GIVEN PASSAGE:

•••

The expertise in this forum gives me pause. So many professionals in the flavor trades.
It helps enormously to taste two different espressos at a time. "This is more bitter than that," accompanied by "I prefer that one to this," and "This is Brazilian, that is Guatemalan" and "That one was abused worse during roasting," is easy, and useful.
I'm also taking a sip and finishing the phrase, "I wish this espresso were more ..." This throws up a lot of off-balance flavors, and telling thoughts such as " ... more like that first roast I did ... using a pierced vegetable steamer not a solid baking sheet."
The academic in me now wants to construct a database -- a cross-linked concordance of pro, sales, scientific, commonplace and likely flavor terms, including disambiguations, often-found-with terms ("earthy" with "rustic," "complex," "low-acidity," etc) and connotations for good and bad with notes on typical origin and processing characteristics, tentative guesses at aroma compounds -- and where else they occur -- and, related to that, the commonplace "smells like" descriptors; and, last but not least, what experts suggest you can do to get more of the flavor, and less of it.

•••

DIRECTIONS:
**a)** According to the espresso-tasting post, what does finishing the phrase "I wish this espresso were more ..." accomplish? Answer in one to three sentences.
**b)** In the espresso-tasting post, what did the writer use for the first roast instead of a solid baking sheet?
**c)** Carry on the espresso-tasting post from its final sentence.
The material that follows was drawn from a separate source.

•••

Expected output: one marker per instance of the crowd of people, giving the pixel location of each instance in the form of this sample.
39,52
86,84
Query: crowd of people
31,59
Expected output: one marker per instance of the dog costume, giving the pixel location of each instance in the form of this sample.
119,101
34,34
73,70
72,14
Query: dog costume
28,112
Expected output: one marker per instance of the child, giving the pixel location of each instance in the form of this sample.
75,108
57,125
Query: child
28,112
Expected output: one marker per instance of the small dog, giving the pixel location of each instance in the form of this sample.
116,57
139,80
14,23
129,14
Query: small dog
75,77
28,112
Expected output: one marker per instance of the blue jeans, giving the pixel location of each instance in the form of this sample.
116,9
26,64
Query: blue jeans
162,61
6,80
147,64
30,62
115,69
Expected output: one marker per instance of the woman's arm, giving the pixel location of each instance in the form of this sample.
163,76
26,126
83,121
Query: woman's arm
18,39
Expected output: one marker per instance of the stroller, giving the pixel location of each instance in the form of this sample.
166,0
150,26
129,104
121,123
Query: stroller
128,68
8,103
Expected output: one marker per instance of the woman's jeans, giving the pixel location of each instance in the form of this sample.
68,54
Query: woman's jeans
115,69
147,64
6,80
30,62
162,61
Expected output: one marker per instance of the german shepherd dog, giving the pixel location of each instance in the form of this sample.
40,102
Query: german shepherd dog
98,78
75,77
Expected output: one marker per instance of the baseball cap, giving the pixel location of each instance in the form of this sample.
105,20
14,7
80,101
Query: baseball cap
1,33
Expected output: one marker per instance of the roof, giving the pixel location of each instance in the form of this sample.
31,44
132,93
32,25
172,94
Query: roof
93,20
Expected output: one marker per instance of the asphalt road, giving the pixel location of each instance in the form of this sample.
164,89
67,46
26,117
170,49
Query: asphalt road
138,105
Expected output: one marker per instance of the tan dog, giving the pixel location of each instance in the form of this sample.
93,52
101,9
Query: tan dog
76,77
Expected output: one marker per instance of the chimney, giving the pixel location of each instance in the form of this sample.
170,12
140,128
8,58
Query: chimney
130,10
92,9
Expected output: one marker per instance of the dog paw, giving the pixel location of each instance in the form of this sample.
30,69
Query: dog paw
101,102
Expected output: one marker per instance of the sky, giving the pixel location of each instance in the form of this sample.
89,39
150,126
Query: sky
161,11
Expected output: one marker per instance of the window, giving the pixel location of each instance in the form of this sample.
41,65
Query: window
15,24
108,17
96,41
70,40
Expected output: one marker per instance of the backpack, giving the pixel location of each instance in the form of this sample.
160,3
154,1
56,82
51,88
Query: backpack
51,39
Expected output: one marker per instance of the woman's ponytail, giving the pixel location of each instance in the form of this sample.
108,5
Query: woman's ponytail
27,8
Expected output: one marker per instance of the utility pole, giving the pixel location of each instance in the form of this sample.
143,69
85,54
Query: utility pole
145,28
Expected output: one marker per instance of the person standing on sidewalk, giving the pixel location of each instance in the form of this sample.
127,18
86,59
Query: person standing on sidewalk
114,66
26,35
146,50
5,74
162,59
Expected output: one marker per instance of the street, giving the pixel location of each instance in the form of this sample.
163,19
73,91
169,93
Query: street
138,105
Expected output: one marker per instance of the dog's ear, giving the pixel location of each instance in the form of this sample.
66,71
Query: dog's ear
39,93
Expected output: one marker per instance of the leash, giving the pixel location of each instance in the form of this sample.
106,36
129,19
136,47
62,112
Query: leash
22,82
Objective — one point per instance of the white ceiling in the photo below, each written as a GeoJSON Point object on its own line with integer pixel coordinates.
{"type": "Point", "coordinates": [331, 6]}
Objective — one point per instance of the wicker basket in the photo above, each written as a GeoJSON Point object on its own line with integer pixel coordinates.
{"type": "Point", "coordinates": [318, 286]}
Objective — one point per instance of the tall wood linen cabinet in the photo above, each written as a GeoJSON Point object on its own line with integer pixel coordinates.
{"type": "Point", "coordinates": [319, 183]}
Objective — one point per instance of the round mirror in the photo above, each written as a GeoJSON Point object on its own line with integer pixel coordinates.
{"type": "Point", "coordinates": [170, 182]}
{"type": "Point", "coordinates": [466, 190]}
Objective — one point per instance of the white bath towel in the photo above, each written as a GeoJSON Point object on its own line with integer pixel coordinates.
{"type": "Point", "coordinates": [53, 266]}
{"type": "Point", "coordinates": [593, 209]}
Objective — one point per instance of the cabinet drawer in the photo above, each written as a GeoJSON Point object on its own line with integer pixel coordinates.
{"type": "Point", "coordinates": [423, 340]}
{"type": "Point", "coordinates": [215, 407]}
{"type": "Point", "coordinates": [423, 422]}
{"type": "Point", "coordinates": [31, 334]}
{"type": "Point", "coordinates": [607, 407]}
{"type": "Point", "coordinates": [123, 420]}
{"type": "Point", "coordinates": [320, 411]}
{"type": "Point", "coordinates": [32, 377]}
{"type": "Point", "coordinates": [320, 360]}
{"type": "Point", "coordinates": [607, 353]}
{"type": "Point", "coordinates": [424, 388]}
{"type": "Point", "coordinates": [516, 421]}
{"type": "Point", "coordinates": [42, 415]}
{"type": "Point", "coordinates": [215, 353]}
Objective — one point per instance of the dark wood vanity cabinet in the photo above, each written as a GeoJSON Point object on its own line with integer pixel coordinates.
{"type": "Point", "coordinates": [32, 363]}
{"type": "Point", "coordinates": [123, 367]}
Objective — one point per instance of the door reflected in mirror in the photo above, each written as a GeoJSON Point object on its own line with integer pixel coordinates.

•••

ANSWERS TO THE TASKS:
**a)** Finishing the phrase brings up many off-balance flavors. It also prompts revealing thoughts, such as wishing the espresso were more like an earlier roast done a different way.

**b)** A pierced vegetable steamer.

**c)**
Ideally, it would be a wiki. Anyone know how?
Today, though, the hedonist in me is dispirited because all five of my current experiments ("let's see what Central and South America taste like as espresso two minutes after first crack") were slow, baked, steamed, underdone, and now I don't like drinking them. Yes, I know, I know. Immediately, I corrected my approach. I abandoned the baking sheet, ripped to pieces a wire-mesh strainer and flattened it into a custom tray, cranked up the thermostat, and lo and behold, 3oz of Brazilians to first crack in 3 mins. Oh, oh, oh. No.
("Ah, young grind-hopper, you are fortunate indeed to be experiencing this so early. When you can snatch the coffee-bean from my hand, you will be ready to surf the e-Bay in search of a third-hand Pavoni ...")
So. Descriptors of the day:
peasy -- I assume this is the correct term for what is indeed like a faint smell of uncooked dried peas coming up to the boil. Take six or eight raw chana dal (yellow split pea) and rub them between your palms with a teaspoonful of water. Inhale. That's the essence of it turned up to a much higher volume. Not violently nasty, but definitively raw. Must be some enzyme warning the human digestive system that this means stomach-ache.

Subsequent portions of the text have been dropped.